# Directive
Reproduce every row below without changing anything.

(Portion of a data file)
## begin

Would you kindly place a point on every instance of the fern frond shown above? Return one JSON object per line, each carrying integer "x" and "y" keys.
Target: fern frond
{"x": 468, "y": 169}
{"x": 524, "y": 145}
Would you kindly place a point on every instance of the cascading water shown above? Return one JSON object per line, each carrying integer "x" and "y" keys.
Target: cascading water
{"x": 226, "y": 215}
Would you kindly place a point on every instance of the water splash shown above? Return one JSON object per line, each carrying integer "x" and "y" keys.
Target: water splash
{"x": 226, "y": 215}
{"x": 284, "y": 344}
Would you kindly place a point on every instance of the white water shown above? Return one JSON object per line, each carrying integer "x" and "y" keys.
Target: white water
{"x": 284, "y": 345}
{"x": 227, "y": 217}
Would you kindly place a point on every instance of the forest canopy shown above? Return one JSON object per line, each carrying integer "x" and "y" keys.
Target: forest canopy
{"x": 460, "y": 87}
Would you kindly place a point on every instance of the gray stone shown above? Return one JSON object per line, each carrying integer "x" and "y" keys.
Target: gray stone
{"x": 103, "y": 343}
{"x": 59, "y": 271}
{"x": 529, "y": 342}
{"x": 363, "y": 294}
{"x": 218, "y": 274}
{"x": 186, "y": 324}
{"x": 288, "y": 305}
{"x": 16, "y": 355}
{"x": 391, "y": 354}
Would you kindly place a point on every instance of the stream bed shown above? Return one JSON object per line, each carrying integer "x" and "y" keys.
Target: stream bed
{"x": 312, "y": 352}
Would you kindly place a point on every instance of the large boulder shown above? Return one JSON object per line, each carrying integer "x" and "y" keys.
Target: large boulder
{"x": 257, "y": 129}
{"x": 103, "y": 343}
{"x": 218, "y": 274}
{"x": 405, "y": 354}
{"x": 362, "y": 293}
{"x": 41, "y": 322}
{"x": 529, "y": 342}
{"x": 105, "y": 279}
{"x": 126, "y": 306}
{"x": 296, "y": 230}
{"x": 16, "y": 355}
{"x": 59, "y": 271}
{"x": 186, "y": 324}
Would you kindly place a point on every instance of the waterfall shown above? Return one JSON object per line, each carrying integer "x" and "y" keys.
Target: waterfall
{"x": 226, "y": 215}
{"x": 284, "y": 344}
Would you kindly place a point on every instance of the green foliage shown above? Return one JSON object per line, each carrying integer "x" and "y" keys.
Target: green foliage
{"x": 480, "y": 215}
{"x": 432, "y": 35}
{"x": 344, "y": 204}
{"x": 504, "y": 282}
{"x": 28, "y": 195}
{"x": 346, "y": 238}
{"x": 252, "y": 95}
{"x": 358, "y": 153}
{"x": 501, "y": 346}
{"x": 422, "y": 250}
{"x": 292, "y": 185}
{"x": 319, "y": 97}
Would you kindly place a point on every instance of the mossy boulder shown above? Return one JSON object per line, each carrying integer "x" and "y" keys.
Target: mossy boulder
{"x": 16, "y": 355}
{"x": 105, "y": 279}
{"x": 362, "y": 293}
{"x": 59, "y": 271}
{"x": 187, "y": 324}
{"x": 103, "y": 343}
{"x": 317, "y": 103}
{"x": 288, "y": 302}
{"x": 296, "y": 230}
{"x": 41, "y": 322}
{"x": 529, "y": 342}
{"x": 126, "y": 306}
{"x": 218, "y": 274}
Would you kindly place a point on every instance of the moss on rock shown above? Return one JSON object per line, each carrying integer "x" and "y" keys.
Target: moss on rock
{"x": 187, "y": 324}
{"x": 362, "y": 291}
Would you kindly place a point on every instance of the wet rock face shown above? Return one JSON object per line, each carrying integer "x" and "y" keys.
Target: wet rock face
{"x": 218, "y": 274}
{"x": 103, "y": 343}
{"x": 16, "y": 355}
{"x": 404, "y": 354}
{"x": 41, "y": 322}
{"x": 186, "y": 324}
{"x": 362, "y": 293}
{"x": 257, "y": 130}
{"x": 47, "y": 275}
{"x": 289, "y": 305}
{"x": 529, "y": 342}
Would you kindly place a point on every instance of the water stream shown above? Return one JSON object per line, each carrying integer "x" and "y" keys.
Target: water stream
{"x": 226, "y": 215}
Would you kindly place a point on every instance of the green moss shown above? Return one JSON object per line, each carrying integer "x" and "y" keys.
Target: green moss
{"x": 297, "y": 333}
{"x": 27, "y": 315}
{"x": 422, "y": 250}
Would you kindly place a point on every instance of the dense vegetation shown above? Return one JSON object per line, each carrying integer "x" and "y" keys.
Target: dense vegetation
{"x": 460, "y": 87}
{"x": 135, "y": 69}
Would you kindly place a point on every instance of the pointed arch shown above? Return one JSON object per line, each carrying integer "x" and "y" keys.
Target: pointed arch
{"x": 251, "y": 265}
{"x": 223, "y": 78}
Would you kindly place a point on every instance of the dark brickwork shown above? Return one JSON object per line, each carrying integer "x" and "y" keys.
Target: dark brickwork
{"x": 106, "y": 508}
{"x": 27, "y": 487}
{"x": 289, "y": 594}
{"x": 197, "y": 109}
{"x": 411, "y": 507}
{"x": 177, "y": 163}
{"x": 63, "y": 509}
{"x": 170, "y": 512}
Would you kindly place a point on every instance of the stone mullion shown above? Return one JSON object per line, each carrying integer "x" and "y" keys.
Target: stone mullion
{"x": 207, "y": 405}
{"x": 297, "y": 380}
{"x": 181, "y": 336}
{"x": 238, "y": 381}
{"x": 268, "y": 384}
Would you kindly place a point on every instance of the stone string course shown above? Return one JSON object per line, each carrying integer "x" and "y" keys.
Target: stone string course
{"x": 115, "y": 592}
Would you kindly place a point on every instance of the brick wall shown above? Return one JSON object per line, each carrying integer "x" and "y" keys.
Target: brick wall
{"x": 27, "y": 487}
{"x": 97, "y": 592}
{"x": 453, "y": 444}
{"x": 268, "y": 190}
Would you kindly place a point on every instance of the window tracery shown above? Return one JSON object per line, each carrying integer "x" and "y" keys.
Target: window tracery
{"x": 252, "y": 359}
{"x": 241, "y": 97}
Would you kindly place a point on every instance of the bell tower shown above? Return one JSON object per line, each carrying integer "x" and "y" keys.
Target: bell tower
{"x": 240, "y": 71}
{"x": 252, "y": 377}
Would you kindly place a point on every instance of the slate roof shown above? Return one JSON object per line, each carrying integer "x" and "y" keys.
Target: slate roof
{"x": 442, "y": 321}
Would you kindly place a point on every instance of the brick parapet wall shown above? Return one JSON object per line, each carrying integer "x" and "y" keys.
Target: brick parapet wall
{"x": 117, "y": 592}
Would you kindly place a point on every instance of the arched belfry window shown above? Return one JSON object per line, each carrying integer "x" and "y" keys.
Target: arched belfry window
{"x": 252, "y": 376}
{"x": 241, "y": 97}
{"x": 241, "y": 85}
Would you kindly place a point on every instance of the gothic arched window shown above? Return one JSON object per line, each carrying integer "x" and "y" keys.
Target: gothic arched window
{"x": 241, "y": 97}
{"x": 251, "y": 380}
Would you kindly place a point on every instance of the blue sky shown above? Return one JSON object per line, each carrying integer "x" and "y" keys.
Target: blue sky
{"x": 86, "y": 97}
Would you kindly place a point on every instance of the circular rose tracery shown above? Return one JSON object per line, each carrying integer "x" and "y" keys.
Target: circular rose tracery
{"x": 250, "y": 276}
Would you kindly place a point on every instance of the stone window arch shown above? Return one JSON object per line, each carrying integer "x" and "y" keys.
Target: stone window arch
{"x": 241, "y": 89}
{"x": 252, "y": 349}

## end

# The reply
Would you kindly place a point on every instance of the fern frond shown above? Return one JSON object per line, each carrying integer "x" and "y" keys.
Target: fern frond
{"x": 468, "y": 169}
{"x": 524, "y": 145}
Would you kindly place a point on every instance of the cascading water shown above? Return one JSON object per line, each carrying integer "x" and "y" keys.
Target: cascading water
{"x": 226, "y": 215}
Would you kindly place a point on every instance of the water splash shown above? Return one JSON object per line, each carrying integer "x" and "y" keys.
Target: water splash
{"x": 226, "y": 215}
{"x": 284, "y": 344}
Would you kindly place a point on every instance of the white water shown above? Return one JSON object per line, each carrying integer "x" and "y" keys.
Target: white water
{"x": 284, "y": 345}
{"x": 227, "y": 217}
Would you kindly place a point on every instance of the forest canopy shown above? Return one JSON object per line, each carrying integer "x" and "y" keys.
Target: forest canopy
{"x": 460, "y": 87}
Would you kindly place a point on every instance of the gray stone shown above? Return one JSON object per line, each carrying integer "x" and "y" keys.
Target: gray stone
{"x": 103, "y": 343}
{"x": 59, "y": 271}
{"x": 529, "y": 342}
{"x": 363, "y": 294}
{"x": 218, "y": 274}
{"x": 186, "y": 324}
{"x": 288, "y": 305}
{"x": 16, "y": 355}
{"x": 391, "y": 354}
Would you kindly place a point on every instance of the stream bed shown above? Return one JSON object per line, each carrying integer "x" and "y" keys.
Target: stream bed
{"x": 312, "y": 352}
Would you kindly place a point on every instance of the large boulder shown above? Return one JSON object per line, each carrying integer "x" and "y" keys.
Target: large boulder
{"x": 257, "y": 129}
{"x": 103, "y": 343}
{"x": 218, "y": 274}
{"x": 405, "y": 354}
{"x": 362, "y": 293}
{"x": 41, "y": 322}
{"x": 529, "y": 342}
{"x": 105, "y": 279}
{"x": 126, "y": 306}
{"x": 296, "y": 230}
{"x": 16, "y": 355}
{"x": 59, "y": 271}
{"x": 186, "y": 324}
Would you kindly place a point on every instance of the waterfall shown above? Return one JSON object per line, each carrying integer "x" and "y" keys.
Target: waterfall
{"x": 226, "y": 215}
{"x": 284, "y": 344}
Would you kindly place a point on every instance of the green foliage shown above? Return one JSON object per line, each carrying integer "x" and "y" keys.
Target: green foliage
{"x": 480, "y": 215}
{"x": 432, "y": 35}
{"x": 344, "y": 204}
{"x": 504, "y": 282}
{"x": 28, "y": 195}
{"x": 346, "y": 238}
{"x": 252, "y": 95}
{"x": 358, "y": 153}
{"x": 501, "y": 346}
{"x": 422, "y": 250}
{"x": 292, "y": 185}
{"x": 319, "y": 97}
Would you kindly place a point on every instance of the mossy boulder shown above? Return one JSON object per line, each carrying integer "x" and "y" keys.
Target: mossy boulder
{"x": 16, "y": 355}
{"x": 105, "y": 279}
{"x": 362, "y": 293}
{"x": 59, "y": 271}
{"x": 187, "y": 324}
{"x": 103, "y": 343}
{"x": 317, "y": 103}
{"x": 288, "y": 302}
{"x": 296, "y": 230}
{"x": 41, "y": 322}
{"x": 529, "y": 342}
{"x": 126, "y": 306}
{"x": 218, "y": 274}
Would you kindly place a point on every instance of the moss on rock shown above? Return one JSON object per line, each carrying integer "x" and "y" keys.
Target: moss on rock
{"x": 187, "y": 324}
{"x": 362, "y": 291}
Would you kindly place a point on every instance of the wet rock face shown above? Return one JSON object per line, each carrying integer "x" and "y" keys.
Target: wet rock face
{"x": 218, "y": 274}
{"x": 103, "y": 343}
{"x": 16, "y": 355}
{"x": 404, "y": 354}
{"x": 41, "y": 322}
{"x": 186, "y": 324}
{"x": 362, "y": 293}
{"x": 257, "y": 130}
{"x": 47, "y": 275}
{"x": 289, "y": 305}
{"x": 529, "y": 342}
Would you kindly place a point on every instance of the water stream shown above? Return one JSON object per line, each carrying integer "x" and "y" keys.
Target: water stream
{"x": 226, "y": 215}
Would you kindly place a point on every instance of the green moss shown above? Return one JSON object per line, each carrying integer "x" and "y" keys.
Target: green moss
{"x": 297, "y": 333}
{"x": 27, "y": 315}
{"x": 422, "y": 250}
Would you kindly place a point on every instance of the dense vegetation shown above? Return one JSON object per line, each carrying integer "x" and "y" keys.
Target: dense vegetation
{"x": 460, "y": 87}
{"x": 135, "y": 69}
Would you kindly place a point on every instance of the pointed arch shown above? Return one JSON object per line, each carrying integer "x" and "y" keys.
Target: pointed arch
{"x": 251, "y": 265}
{"x": 223, "y": 78}
Would you kindly place a point on every instance of the dark brickwork shown above? Return one JSON object per line, each carrying integer "x" and "y" keys.
Target: dark brickwork
{"x": 106, "y": 508}
{"x": 27, "y": 487}
{"x": 289, "y": 594}
{"x": 197, "y": 109}
{"x": 411, "y": 507}
{"x": 177, "y": 163}
{"x": 63, "y": 509}
{"x": 170, "y": 512}
Would you kindly place a point on every instance of the stone mullion shown above? Return one JSON object per line, each carrying integer "x" and "y" keys.
Target: stone mullion
{"x": 207, "y": 405}
{"x": 297, "y": 380}
{"x": 181, "y": 336}
{"x": 238, "y": 381}
{"x": 268, "y": 384}
Would you kindly place a point on every instance of the stone string course shown above? Return one JSON object per line, each carrying integer "x" and "y" keys.
Target: stone string course
{"x": 115, "y": 592}
Would you kindly place a point on every instance of the brick wall shown above? Return one JSON object per line, each carrying integer "x" and "y" keys.
Target: brick wall
{"x": 27, "y": 487}
{"x": 97, "y": 592}
{"x": 453, "y": 444}
{"x": 268, "y": 190}
Would you kindly place a point on every instance of the window tracery shown above? Return one JSON object per line, each carrying integer "x" and "y" keys.
Target: window tracery
{"x": 252, "y": 359}
{"x": 241, "y": 97}
Would you kindly place a point on every instance of the bell tower shown above? Return one JSON object per line, each carrying integer "x" and "y" keys.
Target: bell tower
{"x": 240, "y": 71}
{"x": 252, "y": 377}
Would you kindly place a point on every instance of the slate roof shown above? Return one JSON object per line, each carrying integer "x" and "y" keys.
Target: slate roof
{"x": 442, "y": 321}
Would you kindly place a point on every instance of the brick parapet wall shown above? Return one JSON object per line, each carrying integer "x" and "y" keys.
Target: brick parapet wall
{"x": 117, "y": 592}
Would you kindly place a point on every instance of the arched belfry window shown above? Return one JSON object per line, each carrying integer "x" and "y" keys.
Target: arched belfry window
{"x": 252, "y": 376}
{"x": 241, "y": 97}
{"x": 241, "y": 85}
Would you kindly place a point on every instance of the gothic arched window shown above? Return one JSON object per line, each carrying integer "x" and "y" keys.
Target: gothic arched window
{"x": 241, "y": 97}
{"x": 251, "y": 380}
Would you kindly place a point on every instance of the blue sky shown above? Return one JSON object per line, each carrying integer "x" and "y" keys.
Target: blue sky
{"x": 86, "y": 97}
Would you kindly place a point on every instance of the circular rose tracery shown above? Return one JSON object per line, each carrying integer "x" and "y" keys.
Target: circular rose tracery
{"x": 250, "y": 276}
Would you kindly place a point on every instance of the stone window arch shown above? Return one JSON object per line, each carrying integer "x" and "y" keys.
Target: stone window arch
{"x": 241, "y": 89}
{"x": 252, "y": 349}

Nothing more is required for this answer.